**Task to complete**
Show each line below that contains the word "vehicle".

--- Begin Given data ---

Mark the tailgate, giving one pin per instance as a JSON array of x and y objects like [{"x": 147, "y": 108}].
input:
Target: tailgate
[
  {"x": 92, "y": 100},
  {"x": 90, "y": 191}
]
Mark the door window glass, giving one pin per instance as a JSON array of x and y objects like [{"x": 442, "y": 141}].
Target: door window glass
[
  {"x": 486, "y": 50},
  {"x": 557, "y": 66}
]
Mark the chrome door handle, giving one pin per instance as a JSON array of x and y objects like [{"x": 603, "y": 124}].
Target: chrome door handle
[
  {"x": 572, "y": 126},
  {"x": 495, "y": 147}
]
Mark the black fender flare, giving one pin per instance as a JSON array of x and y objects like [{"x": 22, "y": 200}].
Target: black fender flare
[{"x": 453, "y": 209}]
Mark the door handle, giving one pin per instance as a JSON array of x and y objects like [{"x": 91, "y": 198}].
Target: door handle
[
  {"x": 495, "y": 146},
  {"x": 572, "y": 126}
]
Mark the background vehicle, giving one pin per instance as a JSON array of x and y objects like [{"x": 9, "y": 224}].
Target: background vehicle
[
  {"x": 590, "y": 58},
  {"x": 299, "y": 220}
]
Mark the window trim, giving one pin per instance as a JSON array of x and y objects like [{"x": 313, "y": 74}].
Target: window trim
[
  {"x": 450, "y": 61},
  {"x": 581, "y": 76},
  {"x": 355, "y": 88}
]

--- End Given data ---
--- Begin Given data ---

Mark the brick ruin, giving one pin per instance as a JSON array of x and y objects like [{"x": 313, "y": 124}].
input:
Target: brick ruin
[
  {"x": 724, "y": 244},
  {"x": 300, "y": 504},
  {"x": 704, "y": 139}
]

--- End Given data ---

**Task result**
Mark the background vehicle, giving one pin per instance as a JSON array of x and y objects like [{"x": 9, "y": 224}].
Target: background vehicle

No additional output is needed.